- _TASK_:
Output the lines below as a JSON list of strings, one string per line and no blank lines, covering the stretch from the line containing "In the photo above, where can the blueberry" through the last line, both ends included. Omit the pictures.

- _DATA PROVIDED_:

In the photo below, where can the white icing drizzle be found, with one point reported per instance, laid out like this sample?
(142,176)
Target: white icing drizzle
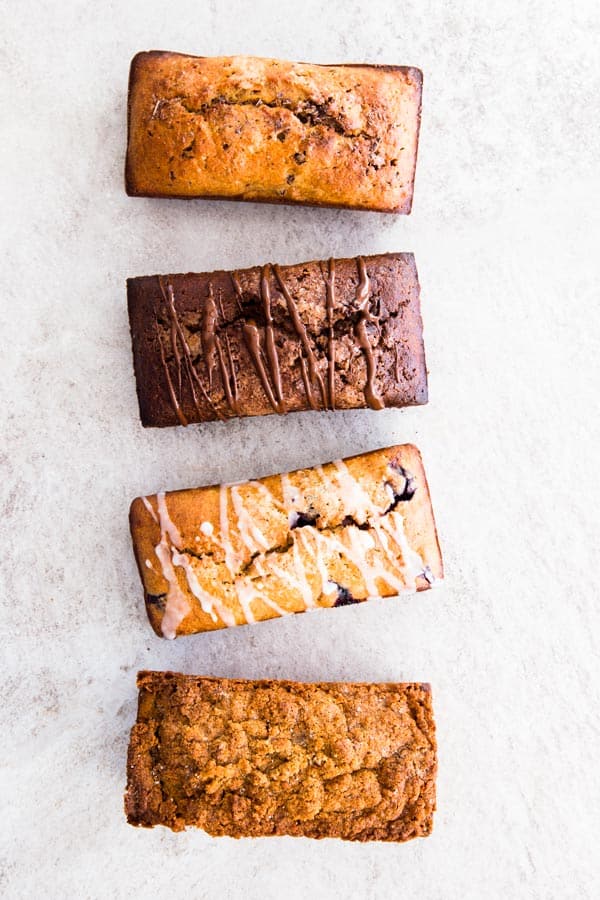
(169,556)
(250,534)
(208,602)
(246,593)
(355,498)
(166,524)
(232,559)
(177,606)
(150,508)
(361,547)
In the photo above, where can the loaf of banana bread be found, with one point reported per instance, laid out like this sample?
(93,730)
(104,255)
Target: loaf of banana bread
(242,128)
(341,334)
(257,758)
(214,557)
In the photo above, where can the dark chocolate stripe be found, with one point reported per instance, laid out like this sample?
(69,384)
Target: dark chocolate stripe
(362,300)
(304,340)
(176,329)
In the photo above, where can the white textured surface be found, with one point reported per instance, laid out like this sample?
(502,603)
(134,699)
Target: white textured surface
(505,230)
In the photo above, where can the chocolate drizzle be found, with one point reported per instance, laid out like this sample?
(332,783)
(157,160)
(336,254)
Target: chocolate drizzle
(262,348)
(209,343)
(178,337)
(360,331)
(302,333)
(330,287)
(252,339)
(265,292)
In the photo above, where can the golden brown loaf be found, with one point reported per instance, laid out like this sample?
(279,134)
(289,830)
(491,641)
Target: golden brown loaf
(254,758)
(337,534)
(243,128)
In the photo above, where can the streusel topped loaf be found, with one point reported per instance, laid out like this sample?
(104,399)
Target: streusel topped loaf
(329,536)
(244,128)
(252,758)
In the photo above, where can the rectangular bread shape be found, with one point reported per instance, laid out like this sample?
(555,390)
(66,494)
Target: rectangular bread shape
(258,758)
(341,334)
(244,128)
(214,557)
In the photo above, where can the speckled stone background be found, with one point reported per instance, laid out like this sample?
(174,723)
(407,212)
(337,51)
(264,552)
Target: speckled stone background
(506,234)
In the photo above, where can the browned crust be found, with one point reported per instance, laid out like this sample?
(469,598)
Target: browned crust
(134,191)
(189,507)
(400,365)
(255,758)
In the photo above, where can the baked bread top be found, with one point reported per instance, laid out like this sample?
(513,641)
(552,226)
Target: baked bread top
(246,128)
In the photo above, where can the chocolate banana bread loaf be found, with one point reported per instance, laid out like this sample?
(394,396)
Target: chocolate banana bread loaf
(337,534)
(256,758)
(341,334)
(242,128)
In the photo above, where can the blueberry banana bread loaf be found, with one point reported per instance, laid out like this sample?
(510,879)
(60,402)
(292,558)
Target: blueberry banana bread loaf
(341,334)
(242,128)
(333,535)
(256,758)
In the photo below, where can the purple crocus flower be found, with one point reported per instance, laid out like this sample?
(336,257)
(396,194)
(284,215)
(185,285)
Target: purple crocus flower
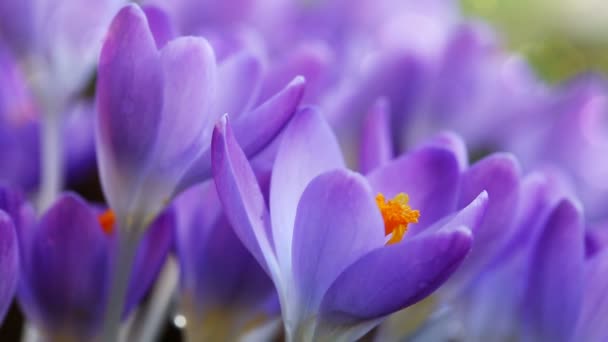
(323,240)
(9,262)
(67,263)
(223,288)
(20,130)
(540,286)
(570,133)
(157,103)
(58,40)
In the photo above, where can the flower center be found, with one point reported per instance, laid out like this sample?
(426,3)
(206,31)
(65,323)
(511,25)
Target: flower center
(397,215)
(106,221)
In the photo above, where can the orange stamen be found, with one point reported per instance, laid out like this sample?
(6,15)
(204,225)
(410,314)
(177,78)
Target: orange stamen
(397,215)
(107,220)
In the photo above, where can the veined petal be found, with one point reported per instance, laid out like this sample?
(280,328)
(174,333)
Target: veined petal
(253,130)
(160,25)
(190,78)
(129,104)
(242,198)
(240,76)
(337,222)
(376,140)
(66,280)
(217,271)
(553,298)
(430,176)
(269,118)
(499,175)
(393,277)
(307,149)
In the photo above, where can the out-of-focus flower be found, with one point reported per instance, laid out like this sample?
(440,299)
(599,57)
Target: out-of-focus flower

- _TASK ANSWER_:
[
  "In the photo above, where can the blueberry banana bread loaf be found, with one point reported per instance, laid out like this sample?",
  "(510,879)",
  "(60,402)",
  "(292,558)",
  "Target: blueberry banana bread loaf",
  "(341,334)",
  "(242,128)",
  "(333,535)",
  "(256,758)",
  "In the photo below, where can the purple crocus flower be found, with one point reported per instance, laid out like this sample?",
  "(336,257)",
  "(396,194)",
  "(284,215)",
  "(185,285)",
  "Target: purple crocus flower",
  "(323,240)",
  "(9,262)",
  "(67,263)",
  "(223,288)",
  "(20,130)",
  "(540,286)",
  "(570,133)",
  "(157,103)",
  "(58,40)",
  "In the photo above, where can the flower center be found, with one point reported per instance, laid out like this sample?",
  "(426,3)",
  "(206,31)",
  "(65,323)",
  "(511,25)",
  "Target: flower center",
  "(397,215)",
  "(106,221)",
  "In the photo above, where can the orange stamen be found, with one point reported per instance, laid out like this sample?",
  "(6,15)",
  "(204,225)",
  "(410,314)",
  "(177,78)",
  "Target: orange stamen",
  "(397,215)",
  "(107,220)",
  "In the photo above, where can the veined petal be found, with one point reported per instance, laid out like this sample?",
  "(280,328)",
  "(174,333)",
  "Target: veined petal",
  "(253,130)",
  "(160,25)",
  "(190,78)",
  "(129,104)",
  "(242,198)",
  "(240,76)",
  "(337,222)",
  "(376,140)",
  "(66,280)",
  "(217,271)",
  "(553,298)",
  "(430,176)",
  "(269,118)",
  "(499,175)",
  "(393,277)",
  "(307,149)",
  "In the photo above, where can the out-of-focus flower be found, with one point reported per instance, laid out like this sample?",
  "(440,299)",
  "(599,57)",
  "Target: out-of-focus flower"
]